▶ [Supplied data]
* * * *

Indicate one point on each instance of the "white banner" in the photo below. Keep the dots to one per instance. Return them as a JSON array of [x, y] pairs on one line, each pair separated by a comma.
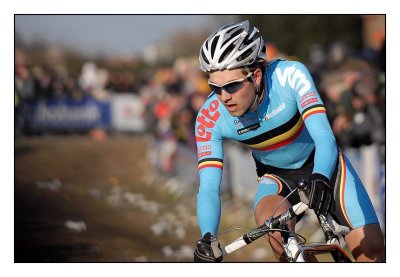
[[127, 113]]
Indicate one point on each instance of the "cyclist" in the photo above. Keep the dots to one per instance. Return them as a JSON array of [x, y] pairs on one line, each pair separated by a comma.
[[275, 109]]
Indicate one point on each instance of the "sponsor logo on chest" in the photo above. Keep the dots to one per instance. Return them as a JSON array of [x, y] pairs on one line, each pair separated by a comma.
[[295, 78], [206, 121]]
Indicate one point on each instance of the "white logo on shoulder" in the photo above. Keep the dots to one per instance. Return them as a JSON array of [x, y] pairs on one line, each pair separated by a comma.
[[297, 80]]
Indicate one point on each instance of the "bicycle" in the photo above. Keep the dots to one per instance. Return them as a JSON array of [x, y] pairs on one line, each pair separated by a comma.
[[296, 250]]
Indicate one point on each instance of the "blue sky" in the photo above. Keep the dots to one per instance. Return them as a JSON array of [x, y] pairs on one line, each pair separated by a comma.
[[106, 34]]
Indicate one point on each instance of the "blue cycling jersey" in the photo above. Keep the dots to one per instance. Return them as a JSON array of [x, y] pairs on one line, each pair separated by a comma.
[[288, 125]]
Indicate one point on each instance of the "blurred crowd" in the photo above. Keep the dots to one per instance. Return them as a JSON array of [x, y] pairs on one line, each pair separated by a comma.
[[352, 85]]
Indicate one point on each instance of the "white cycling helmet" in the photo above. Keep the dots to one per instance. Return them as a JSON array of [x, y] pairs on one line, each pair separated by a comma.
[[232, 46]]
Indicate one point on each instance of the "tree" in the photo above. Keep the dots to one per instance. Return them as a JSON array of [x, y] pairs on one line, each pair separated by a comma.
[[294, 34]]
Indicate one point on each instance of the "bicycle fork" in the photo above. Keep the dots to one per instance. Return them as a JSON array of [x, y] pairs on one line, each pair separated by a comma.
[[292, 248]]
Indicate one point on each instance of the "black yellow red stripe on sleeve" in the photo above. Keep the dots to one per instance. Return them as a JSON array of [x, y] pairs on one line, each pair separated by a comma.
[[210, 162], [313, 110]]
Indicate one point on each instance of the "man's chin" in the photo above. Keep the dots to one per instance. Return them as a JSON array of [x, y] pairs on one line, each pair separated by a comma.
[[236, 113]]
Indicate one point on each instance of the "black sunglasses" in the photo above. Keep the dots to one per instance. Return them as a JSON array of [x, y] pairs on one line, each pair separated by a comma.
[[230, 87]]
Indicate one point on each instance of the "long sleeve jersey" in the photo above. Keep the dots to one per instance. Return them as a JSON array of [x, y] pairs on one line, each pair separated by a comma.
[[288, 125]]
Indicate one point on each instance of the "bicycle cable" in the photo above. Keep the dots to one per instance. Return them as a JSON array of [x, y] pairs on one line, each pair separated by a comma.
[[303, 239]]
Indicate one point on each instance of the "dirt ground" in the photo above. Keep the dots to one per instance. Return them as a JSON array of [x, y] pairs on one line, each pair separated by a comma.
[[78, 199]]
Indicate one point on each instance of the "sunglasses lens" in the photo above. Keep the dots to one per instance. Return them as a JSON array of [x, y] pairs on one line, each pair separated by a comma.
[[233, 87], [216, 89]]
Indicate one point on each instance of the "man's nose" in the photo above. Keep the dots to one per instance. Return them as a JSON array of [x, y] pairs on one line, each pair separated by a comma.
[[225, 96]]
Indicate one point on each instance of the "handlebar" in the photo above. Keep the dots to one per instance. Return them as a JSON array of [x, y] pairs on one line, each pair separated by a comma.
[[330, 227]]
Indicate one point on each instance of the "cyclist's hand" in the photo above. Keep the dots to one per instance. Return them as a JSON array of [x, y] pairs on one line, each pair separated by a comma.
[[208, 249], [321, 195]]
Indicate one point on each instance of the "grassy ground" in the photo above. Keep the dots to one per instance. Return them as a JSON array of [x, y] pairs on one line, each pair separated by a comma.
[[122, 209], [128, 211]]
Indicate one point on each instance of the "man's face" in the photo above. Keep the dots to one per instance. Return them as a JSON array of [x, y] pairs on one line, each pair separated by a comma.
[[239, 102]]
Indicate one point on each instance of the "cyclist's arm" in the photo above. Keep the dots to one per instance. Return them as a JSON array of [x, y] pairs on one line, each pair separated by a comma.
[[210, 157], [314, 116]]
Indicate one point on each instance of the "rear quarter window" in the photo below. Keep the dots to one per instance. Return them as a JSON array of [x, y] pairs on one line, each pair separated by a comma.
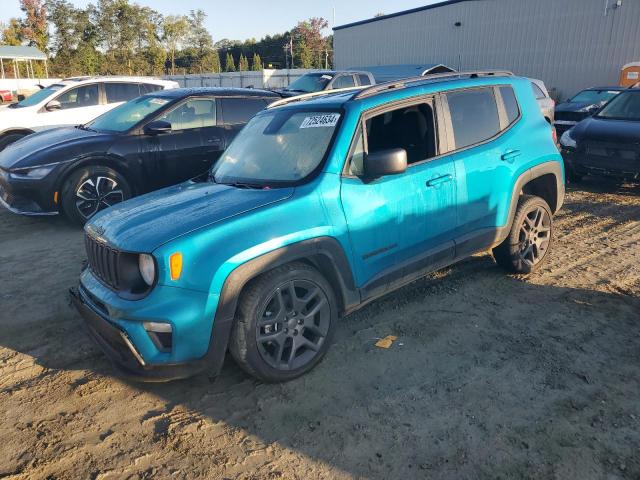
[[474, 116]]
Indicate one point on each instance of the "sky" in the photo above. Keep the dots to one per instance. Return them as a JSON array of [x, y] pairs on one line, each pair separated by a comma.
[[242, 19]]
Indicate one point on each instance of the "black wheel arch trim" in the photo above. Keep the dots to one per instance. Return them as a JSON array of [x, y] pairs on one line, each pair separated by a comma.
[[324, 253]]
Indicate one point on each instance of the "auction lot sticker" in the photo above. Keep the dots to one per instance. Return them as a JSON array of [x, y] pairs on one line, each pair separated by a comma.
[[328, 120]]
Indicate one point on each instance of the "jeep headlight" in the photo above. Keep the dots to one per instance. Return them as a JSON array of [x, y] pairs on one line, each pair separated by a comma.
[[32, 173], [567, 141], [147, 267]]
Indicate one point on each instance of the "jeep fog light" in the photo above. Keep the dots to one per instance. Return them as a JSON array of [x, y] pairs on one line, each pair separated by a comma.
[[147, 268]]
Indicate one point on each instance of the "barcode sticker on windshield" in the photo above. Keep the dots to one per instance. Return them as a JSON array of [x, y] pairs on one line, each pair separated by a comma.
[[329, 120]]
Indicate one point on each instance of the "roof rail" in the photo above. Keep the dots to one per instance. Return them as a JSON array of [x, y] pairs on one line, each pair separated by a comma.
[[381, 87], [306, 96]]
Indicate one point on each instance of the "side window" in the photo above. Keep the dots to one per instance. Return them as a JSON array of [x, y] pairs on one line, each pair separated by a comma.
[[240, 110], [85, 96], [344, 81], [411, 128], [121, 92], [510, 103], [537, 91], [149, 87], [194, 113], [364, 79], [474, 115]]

* * * *

▶ [Prompt]
Skip the pictures and transcribe the rest of the records exactly.

▶ [Task result]
Indicate one point on each instance of the "white banner" in the photo below. Keep the dots to one per instance. Return them as a JSON array of [x, y] pairs on one line, each pair separated by a comma.
[[127, 113]]
Indicate one point on each instance of the "cyclist" in the photo above. Keep the dots to one per instance. Return them as a JSON array of [x, y] pairs on one line, each pair separated by a comma.
[[275, 109]]
Indicate one point on each instance of the "sponsor logo on chest" in the photo above. Keep the dots to one per instance. Return them as a JSON array of [x, y] pairs on one line, each pair separated by a comma.
[[295, 78], [206, 121]]
Indicate one point on each instance of the "white logo on shoulder" in the photo above. Keep the dots to one per instance. Return them as a JSON array of [x, y] pairs on one line, each pair separated by a comma.
[[297, 80]]
Indicate one point on each instance of the "bicycle" in the photo above. Keep the dots to one per instance. Return them as a JSON array of [x, y] pairs on one line, each pair separated by a comma.
[[296, 250]]
Indicate one point on each instance of the "blue sky" in the photo above. Keep the dots to one per instance. Return them as a JSON array of [x, y] pairs on one line, each pair separated by a comma.
[[106, 34]]
Indicate one point on each instance of the "blue cycling jersey" in the photo above. Keep the dots to one per instance. Return them as a JSON array of [x, y] pairs on one line, each pair separated by a comma.
[[288, 125]]
Indicate one point on each instance of the "blurred crowd" in the photo above. Keep the dots to one per instance. Return them as a JSON array of [x, y] pairs on one line, each pair separated by a comma.
[[352, 85]]
Indicate one point on each instance of the "white cycling helmet" in the photo above. Keep the dots to one per instance. Return them as a JSON array of [x, y] pairs on one line, each pair separated by a comma.
[[232, 46]]
Indicate one point on each instance of the "tree" in the photo above. Keep the dots to one per instance. Return them as a JSON array of [x, y] pairs on one line, each pair separated by a comma.
[[294, 34]]
Indicate one point on each instance of the "bicycle fork" in the photo above. Keep the dots to one per instance. Return them as a JSON array of [x, y] pairs on one line, each pair separated by a comma.
[[292, 248]]
Indicate one point on each instance of the "black yellow red stripe on sleeve" in the photo above. Keep the dots to one per instance. Return them as a JSON array of [x, y] pairs on one line, each pair separated by a comma.
[[210, 162], [313, 110]]
Indicate one point on each instance of the "man's chin" in the photo above. Keep the dots to one per instance. Return them as a JSON array of [x, y] pairs on one line, each pair separated by a comma.
[[236, 113]]
Indicate one point on each instance of the "black sunglasses" in the photo above. Keep the dots to one per instance. Return them as a JSON array of [x, y] pairs on one line, each pair separated by a comma.
[[230, 87]]
Indicate one point on each instance of the "long sleeve jersey" in the photo above. Keep the dots to one per instance. Return them as a JSON array of [x, y] pairs on one line, each pair separated by a comma.
[[288, 125]]
Indicate one point on each instance of the "bicycle cable" in the photo above. Keep the dots to one per instance. Return them as a JSON array of [x, y] pairs on one line, each pair separated by a comma.
[[303, 239]]
Indicate one point on each instance of the "dirt ground" in the photo above. Keep the dots to one per instance. Return them as a JSON array of [x, y] pairs on one line, each pair separated by a comma.
[[78, 199]]
Indicate one point on each instance of the "sunglasses lens" in the photo above. Keep the dots to one per instance. Return them as a JSON array of [x, y] pairs on one line, each pair separated by a comma.
[[233, 87], [216, 89]]
Indicate one point on each instance of the "man's nose" in the photo above. Keep the dots to one per instance. Return them as a JSON array of [x, y] pairs on one line, each pair separated by a comma.
[[225, 96]]
Indicate one point on each instance of the "handlebar" in the photo above. Keep the dots to one per instance. Return them as a JSON array of [x, y] pairs on one line, each pair separated by a comma.
[[330, 227]]
Indicate one point on each instance of the "cyclist's hand" in the photo above. Keep the dots to one per instance. Return them as a JSON array of [x, y] pairs on one line, each pair separated by a comma.
[[208, 249], [321, 195]]
Indicate one point on each instance of the "grassy ground" in the photo above. Keep the dots to one per instance. Return them as a JSON array of [x, y] pairs on one line, each pair separated by a comma.
[[122, 209], [128, 211]]
Indicate one point on each instance of the "man's face" in the photo above. Keep the dots to one per instance. Return them as a JSON array of [x, y] pairs on one line, each pair separated by a comma.
[[239, 102]]
Indicate one point on each instance of the "cyclist's arm" in the photo above. Keep the dots to one per instance. Return them as a JSON array of [x, y] pairs on one line, each pair separated by a comma.
[[210, 157], [314, 116]]
Indicate one point on each instance of the "rear quarter window" in the photo below. Keep the dots to one per instance. Return them as a JSON array of [x, y] pairs on one line, each pair separated by a comma.
[[474, 116]]
Indicate one point on each instance of the "sky" in the photo above. Keep the dots to one per instance. Return them as a JSON array of [x, y] pairs on one line, each pair separated by a comma.
[[242, 19]]
Indicate one point on each instance of the "black wheel arch trim" in the photo above. Keep the dots to one per instance. Return them as a JSON array of [x, y] pairs on one line, each pair separated by a comma.
[[324, 253]]
Indicate one point on each instance of the "auction lot sticker" in the photo above. Keep the dots to one per instance. Return them as a JSON array of [x, y] pairs on one line, each pair separated by a comma.
[[328, 120]]
Indicate one point on each instance of the "jeep headlight" in the photo above. Keep the dots to one per instance. Return them as a JSON array of [x, y] pairs on one line, each pair separated by a comma.
[[32, 173], [567, 141], [147, 267]]
Indicate one point on each instance of the "jeep fog light" in the photo above. Keep the dots to one per instance. Return them as a JSON array of [x, y] pairs on one line, each pair separated by a comma.
[[147, 268]]
Indicate one point on each instance of the "barcode sticker on windshield" in the photo above. Keep the dots to one per instance. Return them as a JSON array of [x, y] pairs on one line, each pair separated by a comma.
[[329, 120]]
Indicate one point on each instance of the "roof rail" in the photo above. Keep the dots to one per instance. Return them as a JSON array of [x, y] pairs on one line, each pair separated by a comma.
[[381, 87], [306, 96]]
Indicate one point on each instance of the "side window" in the photo above. Keep the dots to one per instance. Return them as a JSON array of [x, y] pairs on one line, each pair separated by a comma.
[[240, 110], [85, 96], [344, 81], [411, 128], [121, 92], [510, 103], [537, 91], [149, 87], [194, 113], [364, 79], [474, 115]]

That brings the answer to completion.